- **WHAT TO WORK ON**:
Make an exact copy of each entry, leaving out every picture.

Image-grounded pointing data:
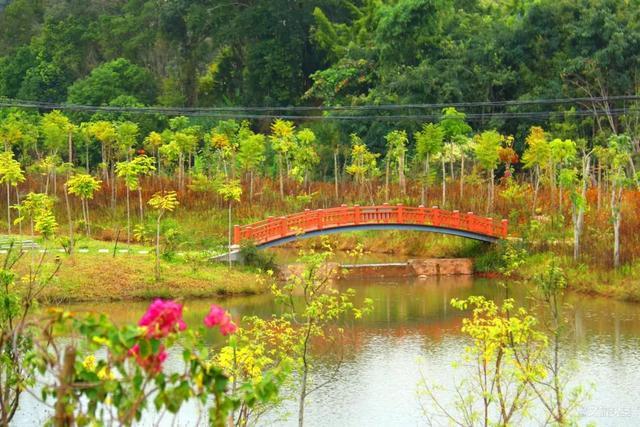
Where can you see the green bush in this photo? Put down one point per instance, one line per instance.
(254, 257)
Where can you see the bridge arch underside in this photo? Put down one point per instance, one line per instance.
(365, 227)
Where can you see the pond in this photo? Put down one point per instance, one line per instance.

- **ANSWER SPACE**:
Where can you see the green bush in this photo? Put down one point per instance, one line per instance.
(254, 257)
Where can you see the bridge arch underside in this photo? Put down one point per instance, one line per instance.
(365, 227)
Where can you see the pond in this photo? Put down one point per instance, one line per instance.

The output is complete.